> AIM:
In the records below, replace every "lamp post" with "streetlight" and leave all other text the same.

> EXTRACTED MATERIAL:
_ _ _ _

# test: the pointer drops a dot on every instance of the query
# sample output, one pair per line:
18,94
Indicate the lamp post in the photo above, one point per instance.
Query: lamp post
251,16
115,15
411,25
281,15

_ _ _ _

> ANSWER:
# test: the pointer drops a dot on every instance of the query
# sample output, one pair per line:
18,94
Indicate the streetlight in the photo above, one point per instance.
Query: streetlight
251,16
115,15
411,25
281,15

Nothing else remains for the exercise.